» **Enunciado 1**: ¿Puedes reproducir las filas desde la que contiene "Where can you spot the red background?" hasta el final de las filas, renombrando "Query" como "Consulta" y sin cambiar nada más?

════════════════════

Cualquier experiencia vivida en plenitud no nos deja indiferentes, cala hondo en nuestras vidas y nos transforma. «A medida que las experiencias son profundas y auténticas, las personas quedan transformadas, cambiadas. Es difícil que haga verdadera experiencia quien no está dispuesto a cambiar, así como es difícil cambiar de vida, si no se viven experiencias significativas.» (Alberich, Emilio. “La catequesis en la Iglesia”. Ed. CCS. Madrid. 1991)
Los que, auténtica y profundamente, han vivido la experiencia del Señor Resucitado resultan transformados. Este acontecimiento les suscita la fe como un dinamismo que brota de la Pascua de Cristo. Ésta es la experiencia de la primera comunidad de Jerusalén. Experiencia cercana y viva que hacía exclamar a los que los veían: «Miren cómo se aman» «¡Miren cómo se aman! Miren cómo están dispuestos a morir el uno por el otro» decía Tertuliano que comentaban los paganos en el siglo II. ¿Dónde encontraban la fuerza de tal amor? En una relación viva y de confianza con el Señor Jesús resucitado. Y esto es así aún hoy. El acontecimiento de la resurrección se hace testimonio por la fe. «¿Por qué son así? ¿Por qué viven de esa manera? ¿Quién los inspira? ¿Por qué están con nosotros?... Este testimonio constituye ya de por sí una proclamación silenciosa…» (Cfr. L.G. nº 21).
Cuando vivimos en el gozo y la comunión del Cristo resucitado, el egoísmo deja paso al amor. La piedad, esa relación de fe y de confianza entre Dios y nosotros sus hijos, es renovada y se vuelve más viva y sincera. La fidelidad de Cristo da un nuevo impulso al corazón y a la vida. ¡Gracias a su ayuda es que podemos ser su s testigos hacia los que nos rodean!
Y es ese mismo testimonio el que se hace Palabra en el primer anuncio y en la catequesis. La Verdad gustada, saboreada, conocida y vivida se comunica a otros. Resuena en el corazón de los que la reciben, dejando que ella se encarne en sus propias vidas. Por eso, la experiencia de fe nunca es, del todo, una experiencia de soledad. Está llamada a hacerse eco y a suscitar una adhesión de corazón a la Persona de Jesús, a su Mensaje y a un nuevo estilo de vida. Nuestra fe es, por lo tanto, una experiencia eclesial.

════════════════════

» **Enunciado 2**: Según el pasaje, ¿dónde encontraban la fuerza de tal amor?

» **Ejemplos de etiquetado con puntos**:
════════════════════

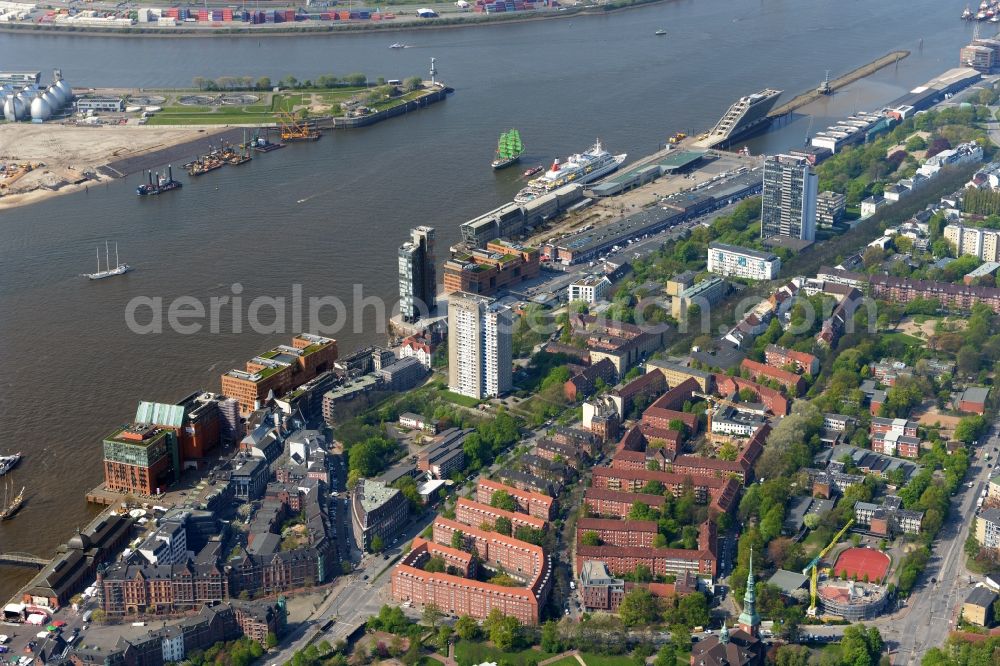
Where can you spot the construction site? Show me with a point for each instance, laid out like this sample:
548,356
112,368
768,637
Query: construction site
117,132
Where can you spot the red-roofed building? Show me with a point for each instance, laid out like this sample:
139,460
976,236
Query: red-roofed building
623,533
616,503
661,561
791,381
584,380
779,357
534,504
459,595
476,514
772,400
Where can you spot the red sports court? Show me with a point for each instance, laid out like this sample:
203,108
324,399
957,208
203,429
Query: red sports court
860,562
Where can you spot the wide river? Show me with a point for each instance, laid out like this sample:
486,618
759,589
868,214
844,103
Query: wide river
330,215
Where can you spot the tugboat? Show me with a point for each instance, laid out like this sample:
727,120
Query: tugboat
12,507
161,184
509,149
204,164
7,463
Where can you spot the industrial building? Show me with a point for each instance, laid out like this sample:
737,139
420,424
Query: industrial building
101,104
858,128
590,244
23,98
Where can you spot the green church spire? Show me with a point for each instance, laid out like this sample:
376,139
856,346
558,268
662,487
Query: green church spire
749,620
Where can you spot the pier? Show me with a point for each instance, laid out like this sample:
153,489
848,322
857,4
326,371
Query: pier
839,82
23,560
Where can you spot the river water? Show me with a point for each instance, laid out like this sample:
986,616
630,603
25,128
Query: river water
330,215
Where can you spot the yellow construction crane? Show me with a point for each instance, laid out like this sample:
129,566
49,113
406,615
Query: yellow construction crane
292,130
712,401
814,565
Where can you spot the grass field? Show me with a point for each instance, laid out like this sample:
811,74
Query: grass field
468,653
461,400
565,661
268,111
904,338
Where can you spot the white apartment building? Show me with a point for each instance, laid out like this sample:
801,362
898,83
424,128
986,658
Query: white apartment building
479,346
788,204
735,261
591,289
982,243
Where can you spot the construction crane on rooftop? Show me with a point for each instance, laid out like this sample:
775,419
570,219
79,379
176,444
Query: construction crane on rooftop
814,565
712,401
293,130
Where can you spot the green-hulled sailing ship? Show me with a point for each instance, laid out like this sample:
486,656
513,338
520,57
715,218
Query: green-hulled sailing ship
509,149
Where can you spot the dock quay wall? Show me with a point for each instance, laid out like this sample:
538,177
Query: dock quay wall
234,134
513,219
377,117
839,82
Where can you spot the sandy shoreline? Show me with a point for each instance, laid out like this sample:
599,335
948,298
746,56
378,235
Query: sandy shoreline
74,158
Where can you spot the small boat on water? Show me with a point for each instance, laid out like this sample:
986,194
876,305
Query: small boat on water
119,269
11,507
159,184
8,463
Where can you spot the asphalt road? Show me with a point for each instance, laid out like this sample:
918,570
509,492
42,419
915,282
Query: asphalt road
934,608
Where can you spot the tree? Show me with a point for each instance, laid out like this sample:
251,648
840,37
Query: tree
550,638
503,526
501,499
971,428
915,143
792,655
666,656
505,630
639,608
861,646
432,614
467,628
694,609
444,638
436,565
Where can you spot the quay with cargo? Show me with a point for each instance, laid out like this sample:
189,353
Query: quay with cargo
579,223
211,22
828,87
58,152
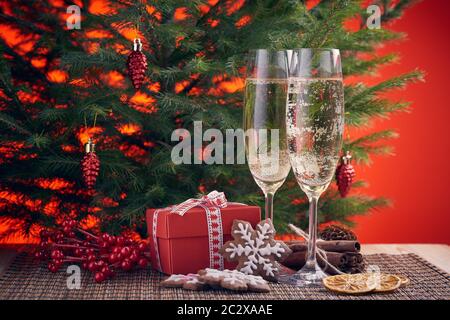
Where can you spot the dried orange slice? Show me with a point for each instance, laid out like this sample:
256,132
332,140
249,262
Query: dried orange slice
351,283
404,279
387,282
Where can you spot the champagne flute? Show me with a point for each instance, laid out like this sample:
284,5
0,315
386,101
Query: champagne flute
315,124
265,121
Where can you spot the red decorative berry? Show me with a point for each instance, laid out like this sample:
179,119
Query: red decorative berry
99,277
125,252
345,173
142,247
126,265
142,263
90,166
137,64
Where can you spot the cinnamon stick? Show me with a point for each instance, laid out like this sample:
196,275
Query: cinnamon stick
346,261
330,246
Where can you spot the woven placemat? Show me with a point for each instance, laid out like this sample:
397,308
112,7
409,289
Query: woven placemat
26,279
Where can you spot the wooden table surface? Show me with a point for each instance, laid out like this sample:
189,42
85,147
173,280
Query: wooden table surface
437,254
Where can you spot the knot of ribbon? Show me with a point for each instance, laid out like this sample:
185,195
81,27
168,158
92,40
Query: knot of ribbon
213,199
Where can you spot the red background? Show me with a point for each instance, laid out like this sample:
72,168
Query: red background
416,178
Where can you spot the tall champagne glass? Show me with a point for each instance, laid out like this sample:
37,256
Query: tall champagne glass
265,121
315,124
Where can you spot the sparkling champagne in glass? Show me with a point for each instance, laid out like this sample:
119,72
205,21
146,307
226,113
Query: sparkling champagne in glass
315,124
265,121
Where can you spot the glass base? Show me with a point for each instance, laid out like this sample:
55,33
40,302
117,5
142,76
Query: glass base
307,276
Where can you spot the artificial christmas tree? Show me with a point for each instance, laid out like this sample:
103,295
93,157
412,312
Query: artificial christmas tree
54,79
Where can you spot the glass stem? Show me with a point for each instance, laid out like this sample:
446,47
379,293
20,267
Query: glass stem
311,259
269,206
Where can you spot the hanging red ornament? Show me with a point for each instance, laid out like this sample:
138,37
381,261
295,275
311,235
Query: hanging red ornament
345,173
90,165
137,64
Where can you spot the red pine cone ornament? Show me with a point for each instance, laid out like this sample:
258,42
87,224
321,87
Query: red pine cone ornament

════════════════════

» **Solución desarrollada 1**:
Where can you spot the red background? Show me with a point for each instance, laid out like this sample:
72,168
Consulta: red background
416,178
Where can you spot the tall champagne glass? Show me with a point for each instance, laid out like this sample:
37,256
Consulta: tall champagne glass
265,121
315,124
Where can you spot the sparkling champagne in glass? Show me with a point for each instance, laid out like this sample:
119,72
205,21
146,307
226,113
Consulta: sparkling champagne in glass
315,124
265,121
Where can you spot the glass base? Show me with a point for each instance, laid out like this sample:
55,33
40,302
117,5
142,76
Consulta: glass base
307,276
Where can you spot the artificial christmas tree? Show me with a point for each instance, laid out like this sample:
103,295
93,157
412,312
Consulta: artificial christmas tree
54,79
Where can you spot the glass stem? Show me with a point for each instance, laid out like this sample:
446,47
379,293
20,267
Consulta: glass stem
311,259
269,206
Where can you spot the hanging red ornament? Show me with a point for each instance, laid out like this sample:
138,37
381,261
295,275
311,235
Consulta: hanging red ornament
345,173
90,165
137,64
Where can you spot the red pine cone ornament? Show me with a point for each instance, laid out like this sample:
258,42
87,224
321,87
Consulta: red pine cone ornament

» **Solución desarrollada 2**: En una relación viva y de confianza con el Señor Jesús resucitado.